◆ **TASK BRIEF**
Within the records below, repeat each line exactly but keep every picture out of the copy.

Segment Start: SUPPLIED MATERIAL

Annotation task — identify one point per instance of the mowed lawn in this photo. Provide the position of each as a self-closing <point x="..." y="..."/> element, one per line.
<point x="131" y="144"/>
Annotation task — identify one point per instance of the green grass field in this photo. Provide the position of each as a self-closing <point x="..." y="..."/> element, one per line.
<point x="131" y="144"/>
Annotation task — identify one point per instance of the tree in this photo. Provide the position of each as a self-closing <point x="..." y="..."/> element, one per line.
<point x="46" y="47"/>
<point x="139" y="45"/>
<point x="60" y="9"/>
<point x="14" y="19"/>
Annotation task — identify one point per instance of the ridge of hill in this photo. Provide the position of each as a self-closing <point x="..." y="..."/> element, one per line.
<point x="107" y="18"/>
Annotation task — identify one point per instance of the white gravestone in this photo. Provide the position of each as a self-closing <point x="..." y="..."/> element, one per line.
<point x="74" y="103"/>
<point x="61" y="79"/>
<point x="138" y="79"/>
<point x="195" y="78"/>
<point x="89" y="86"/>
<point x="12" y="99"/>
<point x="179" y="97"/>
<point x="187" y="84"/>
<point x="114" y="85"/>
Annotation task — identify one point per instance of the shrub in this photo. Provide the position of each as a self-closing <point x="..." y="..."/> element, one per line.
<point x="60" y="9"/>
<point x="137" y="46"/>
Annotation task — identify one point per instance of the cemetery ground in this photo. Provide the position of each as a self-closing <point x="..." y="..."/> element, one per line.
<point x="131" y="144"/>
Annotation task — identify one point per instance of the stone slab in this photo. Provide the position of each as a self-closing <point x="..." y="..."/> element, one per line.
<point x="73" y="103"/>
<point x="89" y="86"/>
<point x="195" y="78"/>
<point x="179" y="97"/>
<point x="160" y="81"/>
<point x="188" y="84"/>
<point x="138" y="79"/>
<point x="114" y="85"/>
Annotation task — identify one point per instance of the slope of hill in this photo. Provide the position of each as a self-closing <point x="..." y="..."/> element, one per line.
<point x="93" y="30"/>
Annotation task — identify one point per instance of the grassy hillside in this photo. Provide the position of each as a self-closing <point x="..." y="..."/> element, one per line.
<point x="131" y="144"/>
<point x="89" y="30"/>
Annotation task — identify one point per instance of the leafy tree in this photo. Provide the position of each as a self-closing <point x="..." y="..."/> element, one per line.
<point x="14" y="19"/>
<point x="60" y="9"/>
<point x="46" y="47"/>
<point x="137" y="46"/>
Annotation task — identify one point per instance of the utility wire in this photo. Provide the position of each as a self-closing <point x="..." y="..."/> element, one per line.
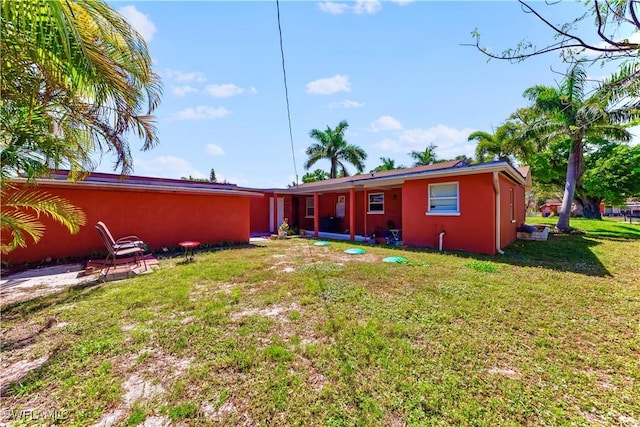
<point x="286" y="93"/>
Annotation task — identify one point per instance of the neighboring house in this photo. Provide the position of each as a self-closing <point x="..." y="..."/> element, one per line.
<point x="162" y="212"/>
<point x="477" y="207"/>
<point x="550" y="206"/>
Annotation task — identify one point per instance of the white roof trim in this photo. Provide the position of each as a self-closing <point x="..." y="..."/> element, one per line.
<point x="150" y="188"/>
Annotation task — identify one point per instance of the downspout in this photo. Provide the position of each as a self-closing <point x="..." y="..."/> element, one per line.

Segment End: SUPPLIED MATERIAL

◆ **OUTPUT OF THE EXERCISE**
Annotation task — identify one point per instance of the mowed lawn in this photo. Provide the position of each as a self-closing <point x="..." y="..."/> element, one per line.
<point x="131" y="144"/>
Annotation task — identify one point per instance of the green grass field in this photo. Provide the position of each as a self-closing <point x="..." y="..."/> element, one per line.
<point x="131" y="144"/>
Annotation task — identify one point per instance of the tree in this photo. Provide the position of each as a self-closing <point x="..." y="..."/> element, one per line.
<point x="46" y="47"/>
<point x="139" y="45"/>
<point x="60" y="9"/>
<point x="14" y="19"/>
Annotation task — identify one point per instance of the ridge of hill in this photo. Provide the position of each as a self-closing <point x="..." y="..."/> element, one per line.
<point x="107" y="18"/>
Annotation task — identify one point per instance of the white gravestone in this photo. Provide the position of each as a self-closing <point x="..." y="..."/> element, one per line.
<point x="74" y="103"/>
<point x="61" y="79"/>
<point x="138" y="79"/>
<point x="195" y="78"/>
<point x="89" y="86"/>
<point x="12" y="99"/>
<point x="179" y="97"/>
<point x="187" y="84"/>
<point x="114" y="85"/>
Annotation task — identify one point per instance of the shrub in this photo. Provide the position of each as a self-closing <point x="..." y="..."/> element, one per line.
<point x="60" y="9"/>
<point x="137" y="46"/>
Annotation task — identify one point per instance of the cemetery ground in this photo. Provide the position of each as a self-closing <point x="..." y="..."/> element, one per line.
<point x="131" y="144"/>
Annotation task — identify one point per instance of the stone slab in this photo. Provide the position of each as a self-closing <point x="..." y="..."/> element, one per line.
<point x="73" y="103"/>
<point x="89" y="86"/>
<point x="195" y="78"/>
<point x="179" y="97"/>
<point x="160" y="81"/>
<point x="188" y="84"/>
<point x="138" y="79"/>
<point x="114" y="85"/>
Annotation task — identify one point per instance of the slope of hill in this photo. Provide the position of each as a self-closing <point x="..." y="..."/> element, one per line.
<point x="93" y="30"/>
Annotation task — identify one point per instance of the grassy hillside in this photo. Provide the position of each as a self-closing <point x="..." y="..."/> element, one per line.
<point x="131" y="144"/>
<point x="89" y="30"/>
Annotation task — identify one point per instance of the leafy tree in this photo. Provide the position of each as a self-closing <point x="..." y="..."/> element, one per line.
<point x="14" y="19"/>
<point x="60" y="9"/>
<point x="46" y="47"/>
<point x="137" y="46"/>
Annotation task — identify one point per instance of the utility wire in this photo. Provide the position of each as a self-closing <point x="..." y="..."/> element, one per line.
<point x="286" y="93"/>
Annotation task — identify one point per instance of the neighboring house in this photo. Provide the position of each as a self-closing <point x="..." y="..."/> element, one per line.
<point x="162" y="212"/>
<point x="477" y="207"/>
<point x="550" y="206"/>
Annotation task — identify one point per instance of the white roof trim in this photo. Provide the position of each as a self-closing <point x="..." y="..."/> element, one per line.
<point x="150" y="188"/>
Annotation task — identify one point per instance of the downspout in this photo. Provide the position of each as a self-closing <point x="..." y="..."/> element, one per line.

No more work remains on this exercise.